■ Task
Although the records contain pictures, only their text should be set down, exactly as written.

■ Input material

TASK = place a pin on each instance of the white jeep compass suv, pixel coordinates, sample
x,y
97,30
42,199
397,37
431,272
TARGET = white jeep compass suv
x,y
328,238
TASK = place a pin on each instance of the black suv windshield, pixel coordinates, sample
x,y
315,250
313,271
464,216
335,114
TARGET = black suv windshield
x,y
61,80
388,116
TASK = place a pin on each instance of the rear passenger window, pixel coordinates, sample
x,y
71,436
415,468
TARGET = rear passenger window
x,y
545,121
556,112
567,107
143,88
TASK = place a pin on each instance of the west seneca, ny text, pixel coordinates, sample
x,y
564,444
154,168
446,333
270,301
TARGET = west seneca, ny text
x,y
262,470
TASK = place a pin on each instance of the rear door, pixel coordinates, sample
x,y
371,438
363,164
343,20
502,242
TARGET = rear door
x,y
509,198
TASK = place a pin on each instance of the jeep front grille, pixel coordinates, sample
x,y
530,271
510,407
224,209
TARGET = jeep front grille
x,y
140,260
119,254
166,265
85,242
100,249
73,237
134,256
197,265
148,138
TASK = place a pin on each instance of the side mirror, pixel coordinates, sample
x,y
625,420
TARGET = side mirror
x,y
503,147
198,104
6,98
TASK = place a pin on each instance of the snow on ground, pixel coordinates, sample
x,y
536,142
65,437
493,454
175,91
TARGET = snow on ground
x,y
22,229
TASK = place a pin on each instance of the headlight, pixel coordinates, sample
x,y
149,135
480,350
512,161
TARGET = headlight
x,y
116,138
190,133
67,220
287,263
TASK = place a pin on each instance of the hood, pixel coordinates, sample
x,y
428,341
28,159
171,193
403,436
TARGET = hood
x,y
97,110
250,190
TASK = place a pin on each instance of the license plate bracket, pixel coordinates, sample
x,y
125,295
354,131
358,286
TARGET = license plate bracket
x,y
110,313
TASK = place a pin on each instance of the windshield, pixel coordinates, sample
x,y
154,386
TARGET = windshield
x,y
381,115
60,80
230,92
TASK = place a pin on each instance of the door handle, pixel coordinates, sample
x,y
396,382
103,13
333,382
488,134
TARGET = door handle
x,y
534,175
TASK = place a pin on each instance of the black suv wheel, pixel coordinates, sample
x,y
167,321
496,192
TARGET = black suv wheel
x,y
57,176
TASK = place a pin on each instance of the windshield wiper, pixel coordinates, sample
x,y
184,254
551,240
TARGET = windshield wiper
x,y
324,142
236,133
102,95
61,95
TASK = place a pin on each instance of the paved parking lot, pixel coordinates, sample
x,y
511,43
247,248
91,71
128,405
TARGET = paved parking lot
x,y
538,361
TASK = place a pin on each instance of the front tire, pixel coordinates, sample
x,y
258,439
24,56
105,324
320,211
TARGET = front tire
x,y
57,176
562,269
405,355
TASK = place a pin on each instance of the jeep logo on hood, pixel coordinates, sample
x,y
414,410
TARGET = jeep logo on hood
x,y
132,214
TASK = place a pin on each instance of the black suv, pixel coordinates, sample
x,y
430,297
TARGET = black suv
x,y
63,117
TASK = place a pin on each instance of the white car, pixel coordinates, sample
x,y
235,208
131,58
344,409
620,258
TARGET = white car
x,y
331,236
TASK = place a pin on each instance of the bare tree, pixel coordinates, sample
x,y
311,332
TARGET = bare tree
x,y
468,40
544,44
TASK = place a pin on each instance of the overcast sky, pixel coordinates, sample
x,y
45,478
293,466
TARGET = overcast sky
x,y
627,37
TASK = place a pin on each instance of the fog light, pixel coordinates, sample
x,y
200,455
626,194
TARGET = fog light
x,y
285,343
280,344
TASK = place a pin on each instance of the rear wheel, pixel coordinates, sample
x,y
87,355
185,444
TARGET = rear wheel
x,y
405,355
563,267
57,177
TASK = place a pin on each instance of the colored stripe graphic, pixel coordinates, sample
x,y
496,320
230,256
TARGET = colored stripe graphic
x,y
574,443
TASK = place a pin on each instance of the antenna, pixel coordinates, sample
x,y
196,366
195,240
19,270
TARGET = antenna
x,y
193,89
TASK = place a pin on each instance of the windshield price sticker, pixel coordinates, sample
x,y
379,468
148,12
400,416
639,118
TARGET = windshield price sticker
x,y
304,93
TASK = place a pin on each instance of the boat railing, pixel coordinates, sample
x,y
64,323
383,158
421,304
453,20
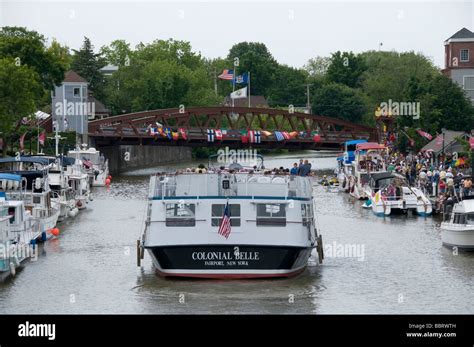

■ Exercise answer
TASK = place a pin on each instance of the white jeep compass suv, pixel coordinates, sample
x,y
97,30
42,199
397,37
431,272
TARGET = white jeep compass suv
x,y
328,238
TASK = place a pin on each instance of the black suv windshield, pixel coordinates, sample
x,y
315,250
313,271
464,216
335,114
TARGET = black suv windshield
x,y
61,80
388,116
TASK = place a pin on each instance of the rear passenger window, pixel coordinates, sample
x,y
71,436
415,468
TARGET = rear passenger window
x,y
545,121
556,112
567,107
143,88
TASK = place a pin on each instance of the west seneca, ny text, pixel coordinates, sample
x,y
564,444
154,168
446,333
270,301
TARGET = west seneca, ny text
x,y
262,470
TASK = place a pin on each instance of the rear door, pixel coordinates, sample
x,y
371,438
363,164
343,20
502,242
TARGET = rear door
x,y
509,198
TASK = place a pin on each instance of the jeep front grille, pixel coordinates, sample
x,y
530,271
510,407
224,209
TARGET = jeep front grille
x,y
140,260
119,254
166,265
85,242
100,249
73,237
134,256
197,265
148,138
TASK = place a pin on each instance of the side mirror, pixel coordinates, sample
x,y
625,420
TARGET = side mirror
x,y
503,147
198,104
6,98
TASK = place a pin on each instance of the snow on ground, pixel coordinates, sample
x,y
536,142
65,437
493,454
175,91
TARGET = snow on ground
x,y
22,229
TASK = place a pin on each instance of the headlight, pixel coordinates, sample
x,y
149,135
480,350
512,161
TARGET = headlight
x,y
116,138
190,133
67,220
287,263
TASK = place a pin on each instance of the hood, pixel coordinates, sample
x,y
428,341
28,159
171,193
403,436
TARGET = hood
x,y
97,110
250,190
TASK = place a pin on each instance of the license plate bracket, pixel coordinates, sample
x,y
125,295
354,131
358,286
TARGET = license plate bracket
x,y
110,313
TASK = place a pin on each instance of the windshield, pixel coordinates, sample
x,y
154,386
TARGET = windshield
x,y
381,115
60,80
230,92
TASK = place a pin on each instance of the door handle, pixel coordinates, sample
x,y
396,382
103,13
333,382
488,134
TARGET = door handle
x,y
534,175
TASK = place a pin on each instance of the black suv wheel, pixel coordinates, sample
x,y
167,321
496,192
TARGET = black suv wheel
x,y
57,176
TASK = place a pin on each instance of the windshield wiper, pixel coordinates, sample
x,y
184,254
551,240
TARGET = windshield wiper
x,y
324,142
236,133
102,95
61,95
TASK = place a pin on each instance of the paved parking lot, pixel coordinates, sample
x,y
511,43
247,248
91,71
128,405
TARGET = paved parking lot
x,y
538,361
TASK = place a pin on each instance of the front tire, pixel coordinates, sample
x,y
258,439
24,56
105,324
320,211
TARGET = front tire
x,y
57,176
562,269
405,355
TASK = place a pin on each instance of the jeep logo on hood, pixel coordinates, sample
x,y
414,410
TARGET = jeep logo on hood
x,y
132,214
TASK = place a pin on each instance of the black suv, pixel coordinates, sample
x,y
430,297
TARGET = black suv
x,y
63,117
TASK = place a pin on each instance of the white car, pixel coordinates, sample
x,y
235,208
131,58
344,409
620,258
TARGET = white car
x,y
331,236
TASK = place a pin on each instance of the bare tree, pixel coordinates, sample
x,y
311,332
TARGET = bare tree
x,y
468,40
544,44
TASK = place a pin on each instance of the overcast sky, pixel coordinates, sample
x,y
45,478
293,466
TARGET = overcast sky
x,y
627,37
TASK = place a pin on each instance of the fog light, pixel coordinates, sample
x,y
200,455
626,194
TARGET = fog light
x,y
285,343
280,344
TASK = place a pin on each instance of the rear wheel, pixel coordinates, sample
x,y
87,355
185,444
TARGET = rear wheel
x,y
405,355
563,267
57,177
TASK = place a pin on each instance of the colored stripe graphic, pixel coordinates, sample
x,y
496,320
230,256
TARGET = colored stripe graphic
x,y
574,443
TASK = place a pin on each instance of the antenna, pixel coordinates, sample
x,y
196,366
195,240
19,270
TARGET = antenna
x,y
193,89
TASK = place a pin on each instance of the windshield price sticker, pixel coordinates, sample
x,y
379,468
148,12
400,416
639,118
TARGET = windshield price sticker
x,y
304,93
TASK = place a pin on each instance of the boat railing, pixel coordinates, sample
x,y
64,323
383,158
421,304
453,20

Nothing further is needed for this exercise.